# OPDRACHTEN BIJ OEFENING:
**A)** Beantwoord over de tekst over draadloze oortjes de volgende vragen, elk op een eigen regel:
(i) Welke kleur hebben de pseudo-airpod-staafjes die de meesten volgens de tekst dragen?
(ii) Hoe noemt de schrijver de generatie van het eigen kroost in de alinea die begint met "Nu was ik die aanblik"?
(iii) Welke vraag riep de ik-figuur vanuit de koffiehoek naar Agnes?
**B)** Zet de tekst over draadloze oortjes voort, te beginnen na de laatste zin.

# TE LEZEN TEKST:
------------------------------------

Bron: Photo by hotblack at Morguefile.com
Op mijn werk kom ik ze met enige regelmaat tegen, die typische nieuwetijdse yuppies. Dat zijn de midden-twintigers die exact weten hoe ‘t “hoort”. De middelbare jongeren, zeg maar. Zij, die enkel nog werken om te leven.
Generatie HoorNix
En wat mij onlangs opviel: ze hebben allemaal van die draadloze bluetooth-oortjes in. De godganse dag. Het ziet er niet uit; de meesten dragen van die witte pseudo-airpod-staafjes, die half uit het oor hangen. Alsof het ontzettend foute oorbellen zijn. Anderen dragen weer van die ronde, oversized gehoorapparaten a.k.a. micro-buttpluggen.
Nu was ik die aanblik al wel gewend van mijn eigen kroost, maar dat is sowieso de generatie ‘HoorniX’. De generatie die ik meermaals vruchteloos toeroep dat het eten op tafel staat. Die tegen me opbotst op de trap, omdat ze mij niet horen aankomen (zien sowieso niet; blik altijd naar beneden). En die nooit antwoordt.
Frisse wind in de oren
Maar afgezien daarvan kan ik me niet voorstellen dat het goed is voor je oren om de hele dag – en het liefst ‘s nachts ook nog – die pluggen erin te hebben. Oren moeten toch ook af en toe frisse lucht krijgen? En dat oorsmeer, dat moet er bij tijd en wijle toch uit? Daarnaast zijn die geluidsdempende oorpluggen niet geheel zonder risico; de hypermobiele medemens kijkt al niet op of om op straat, maar nu hoort ie óók nog eens niets meer in het verkeer. Levensgevaarlijk.
Onze teamassistente is een mooi voorbeeld van wat die oortjes met je doen. Ik riep haar vanuit de koffiehoek toe: “Agnes, jij ook thee?” Maar Agnes hoorde niks. Ik deed een paar stappen in haar richting en herhaalde mijn vraag. Geen reactie. Ik besloot, aardig als ik ben, haar de kop thee dan maar te brengen; Agnes wil immers altijd wel thee.

------------------------------------

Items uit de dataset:
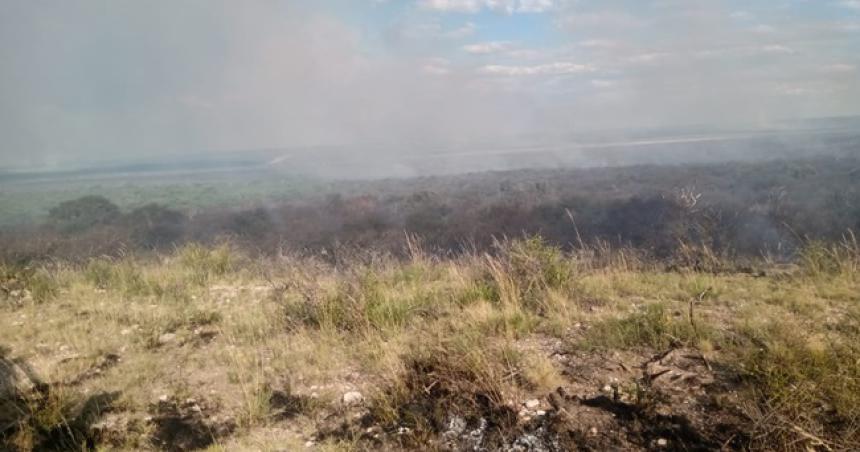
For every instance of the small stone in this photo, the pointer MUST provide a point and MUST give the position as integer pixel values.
(352, 398)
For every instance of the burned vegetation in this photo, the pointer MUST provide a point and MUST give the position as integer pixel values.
(688, 308)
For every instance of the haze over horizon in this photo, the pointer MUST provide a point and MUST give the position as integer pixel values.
(99, 80)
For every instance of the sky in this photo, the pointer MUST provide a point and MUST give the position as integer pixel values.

------------------------------------

# ANTWOORDEN BIJ OEFENING:
**A)**
(i) Wit.
(ii) De generatie 'HoorniX'.
(iii) "Agnes, jij ook thee?"

**B)**
#MeToo
Ik tikte haar met mijn vrije hand op de schouder. Blijkbaar zat zij geheel in haar oor-cocon, want de explosie die volgde, was niet misselijk: “RAAK ME NIET AAN!”, begeleid van een wild en doelloos slaand gebaar. De thee belandde op haar bureau. En op haar rokje. En op haar oortjes. Die nu rood kleurden. De gevolgen van dat alles waren helaas voor mijn rekening; ik had haar immers niet zo abrupt en onaangekondigd moeten storen.
Moraal van het verhaal: raak nooit iemand zomaar aan. De kans dat het misgaat of verkeerd begrepen wordt, is gigantisch. Vroeger hadden we #metoo; nu hebben we de #oortjes.
Met je snoertje
Toen ik laatst echter achter mijn laptop zat om een interview-manuscript uit te typen, was ik zelf de dupe. Want dan heb je dus noodgedwongen je headphone nodig. Met veel gebaar ontwarde en ontknoopte ik mijn eigen, nog ouderwets bedrade koptelefoonplugjes. Een mij zeer vertrouwd ritueel.
Uiteindelijk wist ik ze in mijn oren te stoppen. Toen pas bespeurde ik de meewarige blikken van mijn werkgenoten. Ik verwachtte prompt iets in de trant van: “Hé opa, dat kan tegenwoordig ook makkelijker hoor! Pas maar op dat je je niet per ongeluk ophangt! Met je snoertje.”
Die denigratie kwam gelukkig niet. Wat wel kwam, was een medelijdend: “Denis, ouwe! Wil je de mijne even lenen?” Ik staarde naar een paar witte doppen met wat oranje-gelig plakspul erop.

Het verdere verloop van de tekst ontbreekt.